Print the full listing exactly.

────────────────

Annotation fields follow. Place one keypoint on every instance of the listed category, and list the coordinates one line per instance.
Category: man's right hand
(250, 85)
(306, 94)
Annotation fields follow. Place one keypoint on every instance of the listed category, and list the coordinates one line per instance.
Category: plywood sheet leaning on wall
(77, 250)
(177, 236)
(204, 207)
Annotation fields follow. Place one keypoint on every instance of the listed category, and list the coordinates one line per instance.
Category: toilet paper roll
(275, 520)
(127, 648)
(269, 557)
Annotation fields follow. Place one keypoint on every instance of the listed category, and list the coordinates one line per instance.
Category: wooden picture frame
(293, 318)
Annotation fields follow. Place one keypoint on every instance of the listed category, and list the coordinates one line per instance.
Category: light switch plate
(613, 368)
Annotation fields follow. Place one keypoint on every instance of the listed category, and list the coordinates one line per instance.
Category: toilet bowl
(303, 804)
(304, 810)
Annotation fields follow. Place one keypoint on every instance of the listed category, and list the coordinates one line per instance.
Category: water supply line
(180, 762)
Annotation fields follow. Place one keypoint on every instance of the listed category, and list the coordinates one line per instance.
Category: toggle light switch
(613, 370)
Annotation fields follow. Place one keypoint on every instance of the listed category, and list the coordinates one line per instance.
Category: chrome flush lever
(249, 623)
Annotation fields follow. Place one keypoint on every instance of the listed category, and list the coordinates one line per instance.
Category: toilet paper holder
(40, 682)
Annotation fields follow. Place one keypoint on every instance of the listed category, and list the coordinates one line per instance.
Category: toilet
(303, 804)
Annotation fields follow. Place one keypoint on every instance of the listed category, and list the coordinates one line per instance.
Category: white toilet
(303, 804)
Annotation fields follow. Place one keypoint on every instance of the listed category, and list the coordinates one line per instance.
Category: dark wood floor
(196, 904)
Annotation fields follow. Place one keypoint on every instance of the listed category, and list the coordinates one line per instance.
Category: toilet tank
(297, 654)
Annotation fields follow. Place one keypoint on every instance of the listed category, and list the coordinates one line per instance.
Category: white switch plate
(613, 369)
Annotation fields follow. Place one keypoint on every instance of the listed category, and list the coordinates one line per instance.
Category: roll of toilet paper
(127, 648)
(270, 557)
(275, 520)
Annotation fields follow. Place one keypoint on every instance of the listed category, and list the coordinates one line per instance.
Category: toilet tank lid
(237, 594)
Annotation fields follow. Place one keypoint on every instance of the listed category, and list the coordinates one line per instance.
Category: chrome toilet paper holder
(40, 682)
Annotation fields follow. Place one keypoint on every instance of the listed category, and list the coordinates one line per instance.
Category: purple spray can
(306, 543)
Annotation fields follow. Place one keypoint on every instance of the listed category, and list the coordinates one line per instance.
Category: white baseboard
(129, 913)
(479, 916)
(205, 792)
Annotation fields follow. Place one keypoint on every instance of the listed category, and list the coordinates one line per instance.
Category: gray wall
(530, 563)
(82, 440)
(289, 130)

────────────────

■ TASK RESPONSE:
Annotation fields follow. Place one keypoint on every instance of the listed category, and list the coordinates one line per instance.
Category: man's right hand
(250, 85)
(306, 94)
Annotation fields follow. Place one keypoint on every instance of the listed category, and list the coordinates one line per instance.
Category: plywood sheet leaning on wall
(77, 250)
(177, 236)
(204, 207)
Annotation fields follow. Place one keypoint on every instance of the listed category, and list the coordinates one line per instance.
Category: toilet paper roll
(275, 520)
(127, 648)
(269, 557)
Annotation fields follow. Place one keypoint on every instance of the listed category, and list the coordinates one line per instance.
Category: wooden picture frame
(293, 318)
Annotation fields follow. Place one keypoint on every instance of the listed category, and list the coordinates one line per instance.
Category: light switch plate
(613, 368)
Annotation fields follow. Place one keypoint on every instance of the listed category, and list the coordinates one line per instance.
Category: toilet bowl
(303, 804)
(304, 810)
Annotation fields follow. Place one keypoint on every instance of the listed category, and list the coordinates one line per instance.
Category: water supply line
(180, 762)
Annotation fields follow. Place one keypoint on every instance of the listed category, and list the coordinates one line per instance.
Category: toggle light switch
(613, 370)
Annotation fields follow. Place one keypoint on every instance of the listed category, and list the coordinates one line per instance.
Category: chrome flush lever
(249, 623)
Annotation fields follow. Place one keypoint on every instance of the listed category, and list the coordinates one line per instance.
Category: toilet paper holder
(40, 682)
Annotation fields follow. Place one keypoint on every instance of the listed category, and list the coordinates one line per instance.
Category: toilet
(303, 804)
Annotation fields follow. Place one keypoint on every instance of the listed category, and list the coordinates one line per instance.
Category: white toilet
(303, 804)
Annotation fields follow. Place one keypoint on every instance of the listed category, and list the coordinates one line per instance.
Category: dark wood floor
(196, 904)
Annotation fields follow. Place one keypoint on every instance of the listed category, and list the coordinates one line per instance.
Category: toilet tank
(297, 654)
Annotation fields follow. Place one keypoint on every instance of the listed category, and list the coordinates one line per instance.
Category: white switch plate
(613, 369)
Annotation fields follow. Place one keypoint on every instance of the listed category, and list the coordinates one line per instance.
Category: roll of toilet paper
(127, 648)
(270, 557)
(275, 520)
Annotation fields follow. Place one keypoint on every instance of the listed category, and list the coordinates one line per instance.
Category: toilet tank lid
(237, 594)
Annotation fields follow. Place one keypoint on every instance of the listed category, and list the coordinates one line per instance.
Category: chrome toilet paper holder
(40, 682)
Annotation fields follow. Place one keypoint on every instance of the listed category, and list the coordinates one line per instance.
Category: purple spray can
(306, 543)
Annotation fields follow. Place one keypoint on every instance of the listed category, and list the coordinates one line per instance.
Category: white baseboard
(129, 913)
(479, 916)
(205, 792)
Annotation fields follow. Place one keypoint on every instance of the listed category, and list the coordinates one line per instance.
Category: gray wall
(530, 563)
(82, 440)
(289, 130)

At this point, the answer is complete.